* TASK PROMPT
In the records below, take the line containing "man in white" and reproduce it and every subsequent line exactly, adding nothing.

* SUPPLIED MATERIAL
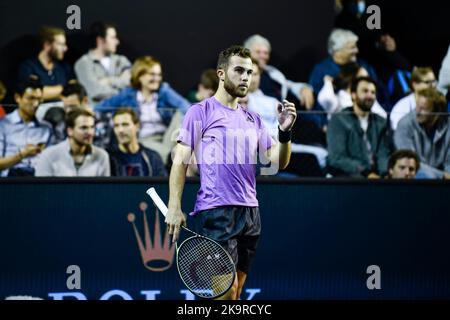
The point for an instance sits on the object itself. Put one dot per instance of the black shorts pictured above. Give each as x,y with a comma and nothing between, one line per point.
236,228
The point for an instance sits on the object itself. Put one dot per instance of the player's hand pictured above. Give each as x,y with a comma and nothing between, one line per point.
175,218
286,115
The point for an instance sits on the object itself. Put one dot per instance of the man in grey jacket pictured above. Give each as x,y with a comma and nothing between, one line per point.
101,71
357,141
427,131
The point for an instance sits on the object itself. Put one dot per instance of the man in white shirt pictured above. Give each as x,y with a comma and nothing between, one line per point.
101,71
421,78
75,156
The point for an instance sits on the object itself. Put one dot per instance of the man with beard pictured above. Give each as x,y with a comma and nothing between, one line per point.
427,131
129,157
357,143
101,71
75,156
226,139
48,66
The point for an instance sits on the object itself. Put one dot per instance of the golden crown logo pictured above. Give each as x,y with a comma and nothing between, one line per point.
156,256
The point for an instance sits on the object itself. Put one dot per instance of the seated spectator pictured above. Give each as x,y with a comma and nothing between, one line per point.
73,95
129,158
48,67
403,164
256,101
343,49
273,82
155,102
335,94
2,96
101,71
357,145
444,76
421,78
206,88
22,137
427,132
75,156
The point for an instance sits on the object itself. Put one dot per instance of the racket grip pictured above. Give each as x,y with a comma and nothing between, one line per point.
157,200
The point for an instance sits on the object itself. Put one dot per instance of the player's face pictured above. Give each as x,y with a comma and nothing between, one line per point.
404,168
29,101
125,129
83,130
238,76
151,80
58,47
365,95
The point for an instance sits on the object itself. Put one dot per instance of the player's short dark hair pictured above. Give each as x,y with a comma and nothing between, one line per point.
356,82
31,83
74,113
73,87
98,29
127,110
403,153
234,50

* WORKED SOLUTION
The point for an instance sits on the object itself. Put one dot per instance of the man in white shirt pictured above. Give each as x,y with a comma and nothing between, one line per point.
101,71
421,78
75,156
The point for an instance sits on the object itself. Put one dot per instance of the man with beard pictured above. Give each as x,y with a comma and nothing between, one line per point.
427,131
129,157
357,143
101,71
75,156
226,139
48,66
The point for an instance sits on the object itself. Put one dot per instance of the golden crown logo pictured above. Give each as x,y with a comma and nothing between, one line per point.
156,256
The point for an instance sits on the object itself. Put one dot per instance of the seated spectator pictured above. Give each as x,y with a comma and nothing between, one line per point.
73,95
129,158
48,67
403,164
256,101
343,49
273,82
155,102
335,94
2,96
101,71
357,145
444,76
421,78
206,88
22,137
427,132
75,156
The point for an instance sits on the object itself. Put one dot per instance of the racket grip pictured above. Give each as x,y with a comma and nothing between, one line per point.
157,200
The point for an instance sits on the object itself. Put one dot per instance of the player's face pictured above. Give each as x,y with a comma and nothing between, one line per point.
404,168
29,101
125,129
83,130
238,76
151,80
58,47
365,95
The point for an instance sits on the object itself. Put one dot per instance of the player's short dark hair pictured above. Give each as x,y with a comma and nothing between, one line per point.
356,82
31,83
74,113
73,87
98,29
127,110
403,153
234,50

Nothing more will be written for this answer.